Since then, it has all been empty talk and hollow threats. But now the threats are beginning to sound somewhat serious. Last Friday, empowerment minister Saviour Kasukuwere, who has been described by local media as a “Super Minister”, said the government had passed the provisions of the oft-condemned law, and that these would be published before the end of this month. And indeed they have been.

A government gazette dated March 28 2011 states that the new legislation applies to: "Every mining business, in respect of which 51 per centum of the shares or a controlling interest is not held by indigenous Zimbabweans, and whose net asset value is of or above one United States dollar (US$1)”. The provisions, it appears, are now targeted specifically at the mining sector. The significance of the US$1 threshold is that it catches small businesses that might have hoped to escape indigenization under the previous threshold of US$500,000. Some local businessmen had planned to split larger concerns into smaller operating units with a net asset value of less than US$500,000. The announcement also states that each non-indigenous mining company must submit an "indegenisation plan" within 45 days, and dispose of 51 per cent of its shares to a "designated entity" within six months, a period which can be extended by a period of no more than three months. There is none of the long-term strategic thinking which underlay the South African empowerment programme in evidence here. South African empowerment, for all its other problems, did at least give businesses plenty of time to adjust.

There’s also uncertainty as to how the valuations of the stakes that look set to change hands will be calculated. Last Friday, a government notice that preceded Monday’s official gazetting of the new provisions said: “The value of the shares or other interests required to be disposed of to a designated entity … shall be calculated on a basis of valuation agreed to between the Minister and the non-indigenous mining business concerned, which shall take into account the State’s sovereign ownership of the mineral or minerals exploited or proposed to be exploited by the non-indigenous mining business concerned”.

President Mugabe, whose health has become the subject of increasing speculation, amidst unconfirmed reports that the army is now running the country, has also in the last two days reiterated his government’s desire to have other foreign companies surrender majority stakes to black Zimbabweans. He said locals should be “senior partners” in all business ventures in the country.

“Companies”, said Mugabe, that “want to work in our mining sector, they are welcome to come and join us, but we must have our people as the major shareholders". He particularly singled out mining firms, Rio Tinto and Anglo American, whose Anglo Platinum subsidiary has significant platinum mining interests in the country. Prior to this singling out of the two majors, Mugabe has previously instructed empowerment minister, Saviour Kasukuwere to nationalize global foodstuffs concern, Nestle, and Impala Platinum’s Zimbabwe subsidiary, Zimplats.

What has particularly worried mining sector stakeholders is the way the disposals of the majority shareholdings look likely to be made. These, it seems, will only go to state-controlled entities such as the Zimbabwe Mining Development Corporation (ZMDC) and the Minerals Marketing Corporation of Zimbabwe (MMCZ).

▸ GIVEN PROBLEM: Set down the passage on Zimbabwe's mining indigenization rules word for word, starting with "President Mugabe, whose" and going on through "ventures in the country.".

▸ MATERIAL:
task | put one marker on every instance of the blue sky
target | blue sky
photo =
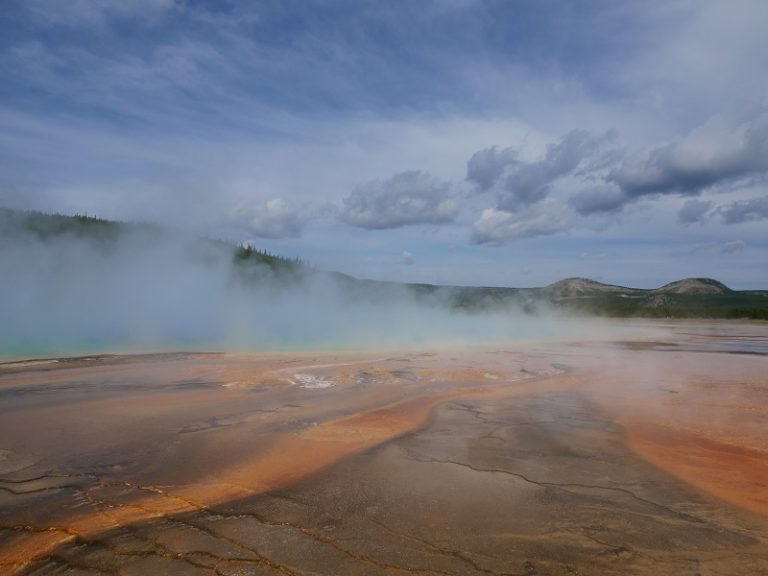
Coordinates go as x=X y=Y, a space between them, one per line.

▸ COMPLETE ANSWER:
President Mugabe, whose health has become the subject of increasing speculation, amidst unconfirmed reports that the army is now running the country, has also in the last two days reiterated his government’s desire to have other foreign companies surrender majority stakes to black Zimbabweans. He said locals should be “senior partners” in all business ventures in the country.